Source excerpt:

+ + + +

Hey folks,
I have this Model:
class App(models.Model):
github_url = models.URLField(default="", blank=False, max_length=300)
repo = models.CharField(blank=True, null=True, editable=False, max_length=300)
owner = models.CharField(blank=True, null=True, editable=False, max_length=300)
github_stars = models.PositiveIntegerField(blank=True, null=True)
Only github_url
is populated when creating a new entry. repo
and owner
are automatically populated by splitting the github_url
and will be saved in the database as well.
I need the owner
and repo
for the PyGtihub client to get data from the GitHub API.
I have tested this in the shell.
Now I want to update all database entries for the App model to get the github_stars
.
Since the data is changing frequently I know I can use celery to update the data frequently.
However, I don’t know how I would update all entries.

+ + + +

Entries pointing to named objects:
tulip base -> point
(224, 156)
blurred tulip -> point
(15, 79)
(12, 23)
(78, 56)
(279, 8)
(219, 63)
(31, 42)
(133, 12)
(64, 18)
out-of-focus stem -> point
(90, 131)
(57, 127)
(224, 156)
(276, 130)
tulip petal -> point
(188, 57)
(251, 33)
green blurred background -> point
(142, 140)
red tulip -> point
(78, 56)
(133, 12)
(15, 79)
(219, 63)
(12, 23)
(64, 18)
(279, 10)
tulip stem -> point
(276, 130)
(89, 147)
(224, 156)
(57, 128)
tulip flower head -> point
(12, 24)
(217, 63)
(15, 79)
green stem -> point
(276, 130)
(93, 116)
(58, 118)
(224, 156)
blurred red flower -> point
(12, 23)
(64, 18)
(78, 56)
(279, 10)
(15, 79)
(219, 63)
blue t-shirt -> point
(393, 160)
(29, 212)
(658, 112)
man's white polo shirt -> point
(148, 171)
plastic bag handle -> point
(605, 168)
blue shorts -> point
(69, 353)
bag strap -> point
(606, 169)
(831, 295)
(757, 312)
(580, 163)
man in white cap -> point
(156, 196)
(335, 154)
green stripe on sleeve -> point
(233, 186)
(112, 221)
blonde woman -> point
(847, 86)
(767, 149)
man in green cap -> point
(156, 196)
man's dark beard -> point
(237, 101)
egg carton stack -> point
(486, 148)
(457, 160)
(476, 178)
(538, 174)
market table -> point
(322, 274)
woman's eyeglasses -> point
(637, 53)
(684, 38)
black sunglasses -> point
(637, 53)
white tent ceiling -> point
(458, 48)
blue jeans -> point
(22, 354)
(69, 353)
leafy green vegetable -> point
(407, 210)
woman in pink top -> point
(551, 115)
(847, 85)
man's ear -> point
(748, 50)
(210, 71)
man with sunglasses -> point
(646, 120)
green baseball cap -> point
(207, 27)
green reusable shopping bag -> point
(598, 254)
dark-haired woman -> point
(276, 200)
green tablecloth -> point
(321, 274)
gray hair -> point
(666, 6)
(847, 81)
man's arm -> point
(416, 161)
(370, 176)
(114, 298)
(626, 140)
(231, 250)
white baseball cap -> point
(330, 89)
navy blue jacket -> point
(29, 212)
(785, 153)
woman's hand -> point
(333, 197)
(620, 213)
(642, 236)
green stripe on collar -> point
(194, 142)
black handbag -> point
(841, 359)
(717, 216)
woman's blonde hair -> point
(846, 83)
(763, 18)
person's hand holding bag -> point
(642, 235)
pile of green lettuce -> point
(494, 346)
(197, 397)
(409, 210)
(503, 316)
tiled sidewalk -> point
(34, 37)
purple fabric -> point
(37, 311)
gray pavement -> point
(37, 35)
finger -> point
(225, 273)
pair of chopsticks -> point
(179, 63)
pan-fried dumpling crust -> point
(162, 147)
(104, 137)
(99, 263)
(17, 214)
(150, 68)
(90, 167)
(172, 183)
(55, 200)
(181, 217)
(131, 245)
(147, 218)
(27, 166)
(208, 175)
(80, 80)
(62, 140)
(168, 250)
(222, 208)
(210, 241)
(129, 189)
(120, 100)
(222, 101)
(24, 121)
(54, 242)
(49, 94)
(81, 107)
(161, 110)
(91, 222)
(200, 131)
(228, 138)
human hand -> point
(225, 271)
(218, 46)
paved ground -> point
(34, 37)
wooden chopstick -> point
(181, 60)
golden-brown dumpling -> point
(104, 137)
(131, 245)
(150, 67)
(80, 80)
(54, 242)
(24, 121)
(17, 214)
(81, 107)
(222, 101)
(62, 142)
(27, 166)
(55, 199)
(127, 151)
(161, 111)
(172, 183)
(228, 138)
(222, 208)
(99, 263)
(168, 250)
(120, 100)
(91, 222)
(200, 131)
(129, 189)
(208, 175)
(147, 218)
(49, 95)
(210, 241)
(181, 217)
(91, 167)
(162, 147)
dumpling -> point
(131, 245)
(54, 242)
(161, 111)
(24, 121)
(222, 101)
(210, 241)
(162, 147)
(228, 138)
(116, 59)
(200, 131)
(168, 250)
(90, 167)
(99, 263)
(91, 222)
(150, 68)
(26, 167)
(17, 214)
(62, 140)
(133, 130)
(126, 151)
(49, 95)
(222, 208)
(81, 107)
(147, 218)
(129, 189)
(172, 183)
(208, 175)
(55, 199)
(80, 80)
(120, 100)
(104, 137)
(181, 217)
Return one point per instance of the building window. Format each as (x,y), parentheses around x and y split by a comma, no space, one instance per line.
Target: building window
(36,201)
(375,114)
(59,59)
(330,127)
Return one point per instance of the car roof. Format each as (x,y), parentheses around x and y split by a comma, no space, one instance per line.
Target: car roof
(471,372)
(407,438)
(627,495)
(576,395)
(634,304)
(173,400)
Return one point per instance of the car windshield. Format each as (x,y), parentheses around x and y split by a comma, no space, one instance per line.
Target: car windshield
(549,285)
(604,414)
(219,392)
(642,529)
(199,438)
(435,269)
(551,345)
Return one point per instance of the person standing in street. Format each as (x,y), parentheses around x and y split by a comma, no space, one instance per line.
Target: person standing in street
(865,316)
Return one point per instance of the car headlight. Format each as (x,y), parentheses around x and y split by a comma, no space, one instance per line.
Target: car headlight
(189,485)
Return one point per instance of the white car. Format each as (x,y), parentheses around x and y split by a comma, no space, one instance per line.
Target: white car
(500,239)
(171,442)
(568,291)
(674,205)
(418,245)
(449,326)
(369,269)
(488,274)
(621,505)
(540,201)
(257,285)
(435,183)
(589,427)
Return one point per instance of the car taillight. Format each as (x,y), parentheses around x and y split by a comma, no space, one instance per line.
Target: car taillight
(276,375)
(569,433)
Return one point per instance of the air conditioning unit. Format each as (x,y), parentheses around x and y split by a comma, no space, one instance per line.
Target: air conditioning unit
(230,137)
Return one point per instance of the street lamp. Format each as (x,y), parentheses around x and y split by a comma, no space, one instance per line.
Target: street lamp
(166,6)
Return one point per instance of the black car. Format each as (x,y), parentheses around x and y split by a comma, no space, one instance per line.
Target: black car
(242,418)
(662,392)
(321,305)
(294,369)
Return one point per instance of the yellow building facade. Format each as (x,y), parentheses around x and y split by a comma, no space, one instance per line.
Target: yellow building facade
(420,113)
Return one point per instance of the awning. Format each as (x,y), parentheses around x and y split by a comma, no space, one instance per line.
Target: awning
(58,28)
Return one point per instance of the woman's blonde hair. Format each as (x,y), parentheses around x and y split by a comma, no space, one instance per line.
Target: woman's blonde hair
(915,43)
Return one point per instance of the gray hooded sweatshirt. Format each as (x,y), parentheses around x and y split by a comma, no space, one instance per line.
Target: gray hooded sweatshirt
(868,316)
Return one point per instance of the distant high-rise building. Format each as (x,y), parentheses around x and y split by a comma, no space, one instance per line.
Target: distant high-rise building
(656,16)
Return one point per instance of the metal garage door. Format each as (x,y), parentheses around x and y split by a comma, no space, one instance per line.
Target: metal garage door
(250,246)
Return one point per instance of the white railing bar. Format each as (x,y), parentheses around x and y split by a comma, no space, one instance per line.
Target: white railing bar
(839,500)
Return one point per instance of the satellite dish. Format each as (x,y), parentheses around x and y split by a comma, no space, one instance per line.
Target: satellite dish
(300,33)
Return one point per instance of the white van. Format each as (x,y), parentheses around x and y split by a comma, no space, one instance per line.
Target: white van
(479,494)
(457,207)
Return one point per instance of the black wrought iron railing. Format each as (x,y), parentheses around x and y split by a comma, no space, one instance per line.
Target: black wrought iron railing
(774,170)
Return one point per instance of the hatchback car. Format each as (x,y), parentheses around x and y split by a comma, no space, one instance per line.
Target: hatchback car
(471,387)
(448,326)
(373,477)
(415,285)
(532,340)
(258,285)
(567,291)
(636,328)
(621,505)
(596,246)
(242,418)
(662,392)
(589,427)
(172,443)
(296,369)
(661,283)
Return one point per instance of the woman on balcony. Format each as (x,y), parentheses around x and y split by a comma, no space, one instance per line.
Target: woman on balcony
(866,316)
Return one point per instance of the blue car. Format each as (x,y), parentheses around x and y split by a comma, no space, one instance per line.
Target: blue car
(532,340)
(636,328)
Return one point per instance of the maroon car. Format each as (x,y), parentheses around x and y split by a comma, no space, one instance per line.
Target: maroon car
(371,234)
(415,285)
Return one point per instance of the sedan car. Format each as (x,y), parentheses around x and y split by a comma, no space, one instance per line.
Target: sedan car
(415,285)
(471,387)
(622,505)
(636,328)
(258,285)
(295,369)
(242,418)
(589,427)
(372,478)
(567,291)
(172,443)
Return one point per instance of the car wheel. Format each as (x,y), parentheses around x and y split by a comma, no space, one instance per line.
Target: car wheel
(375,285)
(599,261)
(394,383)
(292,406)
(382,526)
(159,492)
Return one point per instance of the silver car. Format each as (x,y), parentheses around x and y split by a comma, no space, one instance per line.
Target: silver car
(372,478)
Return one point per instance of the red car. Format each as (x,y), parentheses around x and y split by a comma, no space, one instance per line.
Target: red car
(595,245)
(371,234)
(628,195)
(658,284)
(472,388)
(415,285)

+ + + +

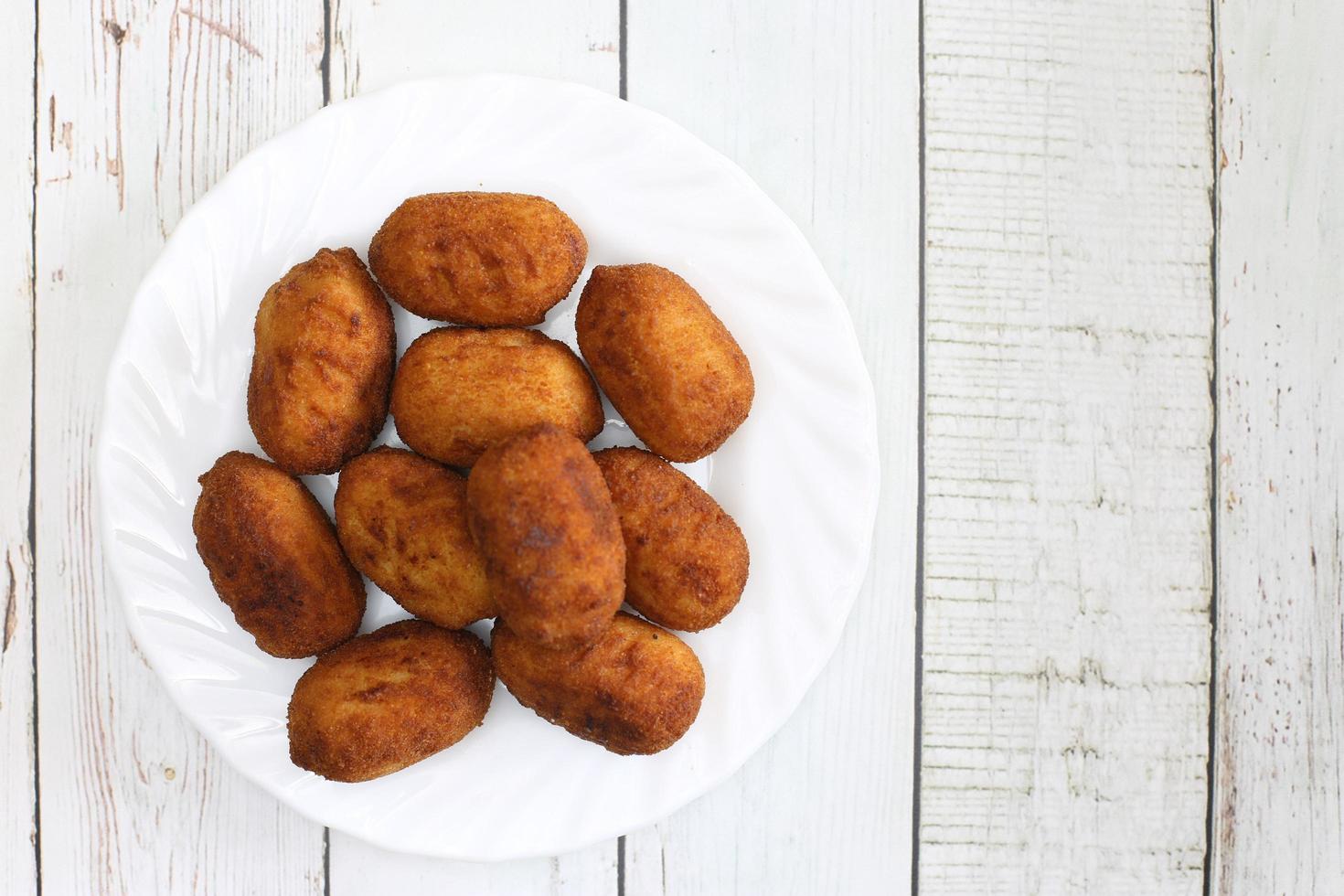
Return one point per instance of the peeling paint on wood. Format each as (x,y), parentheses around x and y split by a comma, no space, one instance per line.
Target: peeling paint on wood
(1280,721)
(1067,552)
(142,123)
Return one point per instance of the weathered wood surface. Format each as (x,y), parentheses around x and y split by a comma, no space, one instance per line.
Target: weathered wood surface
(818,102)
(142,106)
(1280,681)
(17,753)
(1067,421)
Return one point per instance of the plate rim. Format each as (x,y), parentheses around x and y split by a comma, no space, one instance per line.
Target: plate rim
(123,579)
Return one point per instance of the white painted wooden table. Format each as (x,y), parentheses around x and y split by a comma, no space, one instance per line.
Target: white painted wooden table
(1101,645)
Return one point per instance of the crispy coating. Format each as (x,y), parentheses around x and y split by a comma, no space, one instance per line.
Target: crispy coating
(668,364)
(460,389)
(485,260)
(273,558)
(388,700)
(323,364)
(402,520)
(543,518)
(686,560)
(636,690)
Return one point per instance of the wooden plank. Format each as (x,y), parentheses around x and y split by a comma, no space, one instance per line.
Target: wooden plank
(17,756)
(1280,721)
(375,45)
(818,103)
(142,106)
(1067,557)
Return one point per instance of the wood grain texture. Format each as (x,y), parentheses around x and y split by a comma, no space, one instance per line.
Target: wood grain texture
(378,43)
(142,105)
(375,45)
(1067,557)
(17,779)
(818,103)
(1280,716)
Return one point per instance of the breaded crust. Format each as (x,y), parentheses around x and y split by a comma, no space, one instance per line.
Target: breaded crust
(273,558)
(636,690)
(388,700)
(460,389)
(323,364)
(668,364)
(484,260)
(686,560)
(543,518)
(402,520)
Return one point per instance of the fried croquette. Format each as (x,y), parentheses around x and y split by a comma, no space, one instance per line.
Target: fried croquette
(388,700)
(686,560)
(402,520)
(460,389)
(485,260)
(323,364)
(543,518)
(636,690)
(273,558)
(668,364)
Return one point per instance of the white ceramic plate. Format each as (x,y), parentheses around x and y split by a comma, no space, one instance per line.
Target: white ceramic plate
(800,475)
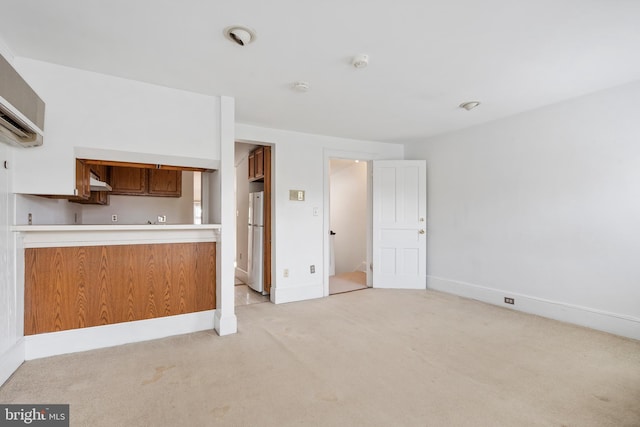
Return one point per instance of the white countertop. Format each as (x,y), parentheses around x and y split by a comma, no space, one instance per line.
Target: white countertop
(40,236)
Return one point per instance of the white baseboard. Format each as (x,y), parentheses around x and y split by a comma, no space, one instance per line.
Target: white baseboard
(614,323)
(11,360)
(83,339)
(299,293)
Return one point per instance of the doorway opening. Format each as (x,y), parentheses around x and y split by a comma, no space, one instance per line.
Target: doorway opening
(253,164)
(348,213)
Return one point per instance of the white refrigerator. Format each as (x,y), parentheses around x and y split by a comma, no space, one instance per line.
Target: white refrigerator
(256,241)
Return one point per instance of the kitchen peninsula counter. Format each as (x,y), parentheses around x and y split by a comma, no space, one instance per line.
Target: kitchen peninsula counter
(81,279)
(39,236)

+ + + +

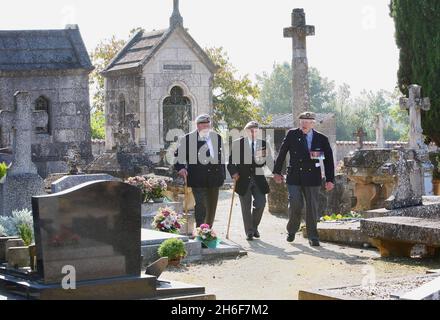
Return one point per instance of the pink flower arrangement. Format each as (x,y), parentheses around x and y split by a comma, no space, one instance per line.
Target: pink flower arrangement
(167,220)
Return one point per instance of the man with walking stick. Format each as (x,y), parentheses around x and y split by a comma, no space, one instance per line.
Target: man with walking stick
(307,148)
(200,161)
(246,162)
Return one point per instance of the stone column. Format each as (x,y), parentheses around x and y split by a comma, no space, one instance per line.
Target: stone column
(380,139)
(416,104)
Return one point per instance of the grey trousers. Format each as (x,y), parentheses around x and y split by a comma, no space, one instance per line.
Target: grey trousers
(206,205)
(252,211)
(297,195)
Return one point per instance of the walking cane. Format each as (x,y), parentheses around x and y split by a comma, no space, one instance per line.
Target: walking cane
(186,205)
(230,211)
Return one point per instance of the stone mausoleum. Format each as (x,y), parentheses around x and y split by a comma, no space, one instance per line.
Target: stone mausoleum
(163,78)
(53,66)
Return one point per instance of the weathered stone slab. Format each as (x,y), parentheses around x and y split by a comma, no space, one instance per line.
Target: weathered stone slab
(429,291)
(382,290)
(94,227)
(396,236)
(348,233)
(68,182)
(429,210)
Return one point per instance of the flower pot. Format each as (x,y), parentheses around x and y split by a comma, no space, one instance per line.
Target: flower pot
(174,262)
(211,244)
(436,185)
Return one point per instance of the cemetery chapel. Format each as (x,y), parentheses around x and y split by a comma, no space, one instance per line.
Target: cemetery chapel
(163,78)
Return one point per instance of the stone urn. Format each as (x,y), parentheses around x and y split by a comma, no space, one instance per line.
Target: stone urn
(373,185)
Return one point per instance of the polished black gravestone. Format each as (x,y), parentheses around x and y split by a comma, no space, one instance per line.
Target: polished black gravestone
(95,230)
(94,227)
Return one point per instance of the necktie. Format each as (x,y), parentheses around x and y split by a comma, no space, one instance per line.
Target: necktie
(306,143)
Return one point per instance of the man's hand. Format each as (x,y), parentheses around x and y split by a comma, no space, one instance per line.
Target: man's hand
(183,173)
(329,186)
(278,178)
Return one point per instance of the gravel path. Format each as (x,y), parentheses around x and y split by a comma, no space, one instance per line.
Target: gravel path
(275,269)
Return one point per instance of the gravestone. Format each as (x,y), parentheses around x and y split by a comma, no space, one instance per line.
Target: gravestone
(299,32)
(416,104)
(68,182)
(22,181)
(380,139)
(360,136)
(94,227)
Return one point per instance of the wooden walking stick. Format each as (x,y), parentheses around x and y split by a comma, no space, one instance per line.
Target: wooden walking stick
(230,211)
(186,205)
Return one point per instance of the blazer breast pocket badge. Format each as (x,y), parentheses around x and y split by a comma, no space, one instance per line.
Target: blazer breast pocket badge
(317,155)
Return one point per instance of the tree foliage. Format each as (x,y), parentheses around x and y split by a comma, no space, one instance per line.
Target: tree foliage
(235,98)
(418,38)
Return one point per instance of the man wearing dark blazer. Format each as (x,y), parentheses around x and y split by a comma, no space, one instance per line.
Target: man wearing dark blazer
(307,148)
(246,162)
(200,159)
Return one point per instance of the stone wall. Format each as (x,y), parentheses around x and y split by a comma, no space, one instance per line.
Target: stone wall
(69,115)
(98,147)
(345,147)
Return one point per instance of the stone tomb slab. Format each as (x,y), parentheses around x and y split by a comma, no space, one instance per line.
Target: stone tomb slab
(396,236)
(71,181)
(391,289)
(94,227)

+ + + +

What you need to do:
**1.** Based on the forum post about updating GitHub stars, decide whether each statement agrees with it: (a) Only github_url is filled in when a new entry is created. (b) The repo and owner values are not stored in the database. (c) The poster already knows how to update all entries. For each, give yes or no and quote the words from the post that settle it.
**2.** In the forum post about updating GitHub stars, what tool does the poster say can be used to update the often-changing data?

Responses to the exercise:
**1.**
(a) Yes: "is populated when creating a new entry"
(b) No: "and will be saved in the database as well."
(c) No: "However, I don’t know how I would update all entries."

**2.** Celery.